___ SOURCE DATA ___

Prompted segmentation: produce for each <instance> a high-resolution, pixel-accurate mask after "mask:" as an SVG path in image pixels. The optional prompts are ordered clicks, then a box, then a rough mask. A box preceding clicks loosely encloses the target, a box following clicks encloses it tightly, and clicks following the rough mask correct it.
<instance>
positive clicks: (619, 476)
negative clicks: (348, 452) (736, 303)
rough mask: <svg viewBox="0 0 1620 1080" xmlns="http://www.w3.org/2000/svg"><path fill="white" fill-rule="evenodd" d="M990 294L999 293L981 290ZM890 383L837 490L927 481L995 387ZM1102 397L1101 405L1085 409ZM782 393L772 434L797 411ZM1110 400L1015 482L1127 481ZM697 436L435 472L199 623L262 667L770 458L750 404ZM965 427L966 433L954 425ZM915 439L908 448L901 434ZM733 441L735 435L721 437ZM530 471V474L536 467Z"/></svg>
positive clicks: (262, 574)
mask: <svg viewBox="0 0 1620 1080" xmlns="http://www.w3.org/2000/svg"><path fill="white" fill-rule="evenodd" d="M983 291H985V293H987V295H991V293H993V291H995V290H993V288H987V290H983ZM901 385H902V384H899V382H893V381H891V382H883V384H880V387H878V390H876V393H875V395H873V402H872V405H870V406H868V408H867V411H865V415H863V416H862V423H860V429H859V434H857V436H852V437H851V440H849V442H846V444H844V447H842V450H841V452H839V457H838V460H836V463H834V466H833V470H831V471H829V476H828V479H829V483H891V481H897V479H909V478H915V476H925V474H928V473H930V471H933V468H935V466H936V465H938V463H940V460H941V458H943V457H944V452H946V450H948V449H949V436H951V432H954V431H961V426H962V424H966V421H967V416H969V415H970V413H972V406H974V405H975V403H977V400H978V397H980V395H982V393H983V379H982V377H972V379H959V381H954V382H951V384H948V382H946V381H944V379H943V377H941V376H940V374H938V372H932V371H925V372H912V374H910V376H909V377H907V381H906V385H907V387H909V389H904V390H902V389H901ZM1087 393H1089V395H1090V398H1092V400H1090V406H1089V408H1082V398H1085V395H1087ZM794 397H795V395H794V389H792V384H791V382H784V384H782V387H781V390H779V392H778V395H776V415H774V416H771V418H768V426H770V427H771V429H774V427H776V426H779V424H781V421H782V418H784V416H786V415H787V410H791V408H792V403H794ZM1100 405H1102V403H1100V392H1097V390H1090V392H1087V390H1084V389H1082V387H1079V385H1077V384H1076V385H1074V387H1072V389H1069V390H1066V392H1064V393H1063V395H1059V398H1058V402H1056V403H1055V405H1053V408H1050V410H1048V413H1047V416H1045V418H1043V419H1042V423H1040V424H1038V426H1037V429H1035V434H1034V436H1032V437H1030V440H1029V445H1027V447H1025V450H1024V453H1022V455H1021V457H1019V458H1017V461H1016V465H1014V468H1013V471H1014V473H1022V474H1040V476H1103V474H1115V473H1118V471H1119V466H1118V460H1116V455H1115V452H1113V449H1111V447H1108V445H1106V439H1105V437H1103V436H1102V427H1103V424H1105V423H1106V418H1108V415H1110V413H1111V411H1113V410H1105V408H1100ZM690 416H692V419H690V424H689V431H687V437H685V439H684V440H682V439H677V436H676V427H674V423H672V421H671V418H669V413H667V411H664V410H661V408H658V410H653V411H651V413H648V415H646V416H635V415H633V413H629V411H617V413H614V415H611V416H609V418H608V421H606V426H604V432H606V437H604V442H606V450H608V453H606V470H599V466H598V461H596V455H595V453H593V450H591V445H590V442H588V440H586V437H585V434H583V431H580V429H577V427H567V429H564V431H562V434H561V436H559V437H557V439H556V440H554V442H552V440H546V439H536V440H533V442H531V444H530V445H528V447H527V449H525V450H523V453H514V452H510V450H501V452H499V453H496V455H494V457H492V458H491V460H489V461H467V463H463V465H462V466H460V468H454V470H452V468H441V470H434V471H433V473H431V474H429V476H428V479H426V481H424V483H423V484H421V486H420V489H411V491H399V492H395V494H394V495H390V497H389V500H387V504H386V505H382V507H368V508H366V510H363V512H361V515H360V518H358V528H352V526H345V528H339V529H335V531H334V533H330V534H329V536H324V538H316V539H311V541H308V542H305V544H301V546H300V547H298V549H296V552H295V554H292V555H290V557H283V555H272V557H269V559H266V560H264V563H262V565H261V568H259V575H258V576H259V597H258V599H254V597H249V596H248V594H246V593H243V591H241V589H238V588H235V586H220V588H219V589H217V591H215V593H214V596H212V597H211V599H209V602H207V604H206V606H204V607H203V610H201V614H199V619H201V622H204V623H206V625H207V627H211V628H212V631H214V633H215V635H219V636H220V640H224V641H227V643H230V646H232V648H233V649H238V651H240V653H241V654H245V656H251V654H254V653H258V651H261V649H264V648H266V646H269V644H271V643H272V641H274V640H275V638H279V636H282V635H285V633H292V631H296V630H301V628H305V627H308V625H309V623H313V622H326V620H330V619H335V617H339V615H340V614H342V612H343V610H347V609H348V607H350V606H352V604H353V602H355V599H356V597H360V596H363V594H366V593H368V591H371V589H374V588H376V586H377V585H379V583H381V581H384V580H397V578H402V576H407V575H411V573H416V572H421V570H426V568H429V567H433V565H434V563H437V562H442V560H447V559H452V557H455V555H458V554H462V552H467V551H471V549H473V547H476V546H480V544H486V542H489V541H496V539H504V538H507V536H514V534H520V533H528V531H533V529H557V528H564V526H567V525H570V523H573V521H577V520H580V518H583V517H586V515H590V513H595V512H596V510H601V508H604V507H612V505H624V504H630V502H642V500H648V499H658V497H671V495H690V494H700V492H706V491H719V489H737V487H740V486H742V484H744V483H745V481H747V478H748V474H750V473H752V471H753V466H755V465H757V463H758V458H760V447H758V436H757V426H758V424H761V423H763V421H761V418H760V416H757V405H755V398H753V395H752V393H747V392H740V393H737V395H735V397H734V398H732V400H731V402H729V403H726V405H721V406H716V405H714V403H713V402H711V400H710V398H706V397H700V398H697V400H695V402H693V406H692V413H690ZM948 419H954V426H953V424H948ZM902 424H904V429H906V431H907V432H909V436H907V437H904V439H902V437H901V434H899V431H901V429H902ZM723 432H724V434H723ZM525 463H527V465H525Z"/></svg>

___

# TASK DIRECTIONS
Write out every row above again, character for character, with nothing changed.

# EXERCISE RESPONSE
Prompted segmentation: produce for each <instance> a high-resolution, pixel-accurate mask after "mask:" as an SVG path in image pixels. The optional prompts are ordered clicks, then a box, then a rough mask. A box preceding clicks loosely encloses the target, a box following clicks encloses it tightly, and clicks following the rough mask correct it.
<instance>
positive clicks: (619, 476)
negative clicks: (348, 452) (736, 303)
rough mask: <svg viewBox="0 0 1620 1080" xmlns="http://www.w3.org/2000/svg"><path fill="white" fill-rule="evenodd" d="M990 294L999 293L981 290ZM890 383L837 490L927 481L995 387ZM1102 397L1101 405L1085 409ZM782 393L772 434L797 411ZM1110 400L1015 482L1127 481ZM697 436L435 472L199 623L262 667L770 458L750 404ZM965 427L966 433L954 425ZM915 439L908 448L901 434ZM733 441L735 435L721 437ZM530 471V474L536 467Z"/></svg>
positive clicks: (262, 574)
mask: <svg viewBox="0 0 1620 1080" xmlns="http://www.w3.org/2000/svg"><path fill="white" fill-rule="evenodd" d="M983 291H985V293H987V295H991V293H993V291H995V290H993V288H987V290H983ZM901 385H902V384H899V382H893V381H891V382H883V384H880V387H878V390H876V393H875V395H873V402H872V405H870V406H868V408H867V411H865V415H863V416H862V423H860V429H859V434H857V436H852V437H851V440H849V442H846V444H844V447H842V450H841V452H839V457H838V460H836V463H834V466H833V470H831V471H829V476H828V479H829V483H891V481H897V479H909V478H915V476H925V474H928V473H930V471H933V468H935V466H936V465H938V463H940V460H941V458H943V457H944V452H946V450H948V449H949V436H951V432H954V431H961V426H962V424H966V421H967V416H969V415H970V413H972V406H974V405H975V403H977V400H978V397H980V395H982V393H983V379H982V377H972V379H959V381H954V382H951V384H948V382H946V381H944V379H943V377H941V376H940V374H938V372H932V371H925V372H912V374H910V376H909V377H907V381H906V385H907V387H909V389H904V390H902V389H901ZM1087 393H1089V395H1090V398H1092V400H1090V406H1089V408H1082V398H1085V395H1087ZM794 397H795V395H794V389H792V384H791V382H784V384H782V387H781V390H779V392H778V395H776V415H774V416H771V418H768V426H770V427H771V429H774V427H776V426H779V424H781V421H782V418H784V416H786V415H787V410H791V408H792V403H794ZM1100 405H1102V403H1100V392H1097V390H1090V392H1087V390H1084V389H1082V387H1079V385H1077V384H1076V385H1074V387H1072V389H1069V390H1066V392H1064V393H1063V395H1059V398H1058V402H1056V403H1055V405H1053V408H1050V410H1048V413H1047V416H1045V418H1043V419H1042V423H1040V424H1038V426H1037V429H1035V434H1034V436H1032V437H1030V440H1029V445H1027V447H1025V450H1024V453H1022V455H1021V457H1019V458H1017V461H1016V465H1014V468H1013V471H1014V473H1022V474H1040V476H1103V474H1115V473H1118V471H1119V466H1118V460H1116V455H1115V452H1113V449H1111V447H1108V445H1106V439H1105V437H1103V436H1102V427H1103V424H1105V423H1106V418H1108V415H1110V413H1111V411H1113V410H1105V408H1100ZM690 416H692V419H690V424H689V431H687V437H685V439H684V440H682V439H677V436H676V427H674V423H672V421H671V418H669V413H667V411H664V410H661V408H658V410H653V411H651V413H648V415H646V416H635V415H633V413H629V411H617V413H614V415H611V416H609V418H608V421H606V426H604V432H606V437H604V442H606V450H608V453H606V470H599V466H598V461H596V455H595V453H593V450H591V445H590V442H588V440H586V437H585V434H583V431H580V429H577V427H567V429H564V431H562V434H561V436H559V437H557V439H556V440H554V442H552V440H546V439H536V440H533V442H531V444H530V445H528V447H527V449H525V450H523V453H514V452H510V450H501V452H499V453H496V455H494V457H492V458H491V460H489V461H467V463H463V465H462V466H460V468H454V470H452V468H441V470H434V471H433V473H431V474H429V476H428V479H426V481H424V483H423V484H421V486H420V489H411V491H399V492H395V494H394V495H390V497H389V500H387V504H386V505H382V507H368V508H366V510H363V512H361V515H360V518H358V528H352V526H345V528H339V529H335V531H334V533H330V534H329V536H324V538H316V539H311V541H308V542H305V544H301V546H300V547H298V549H296V552H295V554H292V555H290V557H283V555H272V557H269V559H266V560H264V563H262V565H261V568H259V575H258V576H259V597H258V599H254V597H249V596H248V594H246V593H243V591H241V589H238V588H235V586H220V588H219V589H217V591H215V593H214V596H212V597H211V599H209V602H207V604H206V606H204V607H203V610H201V614H199V619H201V622H204V623H206V625H207V627H211V628H212V631H214V633H215V635H219V636H220V640H224V641H227V643H230V646H232V648H233V649H238V651H240V653H241V654H245V656H251V654H254V653H258V651H261V649H264V648H266V646H269V644H271V643H272V641H274V640H275V638H279V636H282V635H285V633H292V631H296V630H301V628H305V627H308V625H309V623H313V622H326V620H330V619H335V617H339V615H340V614H342V612H343V610H347V609H348V607H350V606H352V604H353V602H355V599H356V597H360V596H363V594H366V593H368V591H371V589H374V588H376V586H377V585H379V583H381V581H384V580H397V578H402V576H407V575H411V573H416V572H421V570H426V568H429V567H433V565H434V563H437V562H442V560H447V559H452V557H455V555H458V554H462V552H467V551H471V549H473V547H476V546H480V544H486V542H489V541H496V539H504V538H507V536H514V534H520V533H528V531H533V529H557V528H564V526H567V525H570V523H573V521H577V520H580V518H583V517H586V515H590V513H595V512H596V510H601V508H604V507H612V505H624V504H630V502H642V500H648V499H658V497H671V495H690V494H700V492H706V491H719V489H737V487H740V486H742V484H744V483H745V481H747V478H748V474H750V473H752V471H753V466H755V465H757V463H758V458H760V447H758V436H757V426H758V424H761V423H763V421H761V418H760V416H757V405H755V398H753V395H752V393H747V392H740V393H737V395H735V397H734V398H732V400H731V402H729V403H726V405H721V406H716V405H714V403H713V402H711V400H710V398H706V397H700V398H697V400H695V402H693V406H692V413H690ZM948 419H954V426H953V424H948ZM902 424H904V429H906V431H907V432H909V436H907V437H904V439H902V437H901V434H899V431H901V429H902ZM723 432H724V434H723ZM525 463H527V465H525Z"/></svg>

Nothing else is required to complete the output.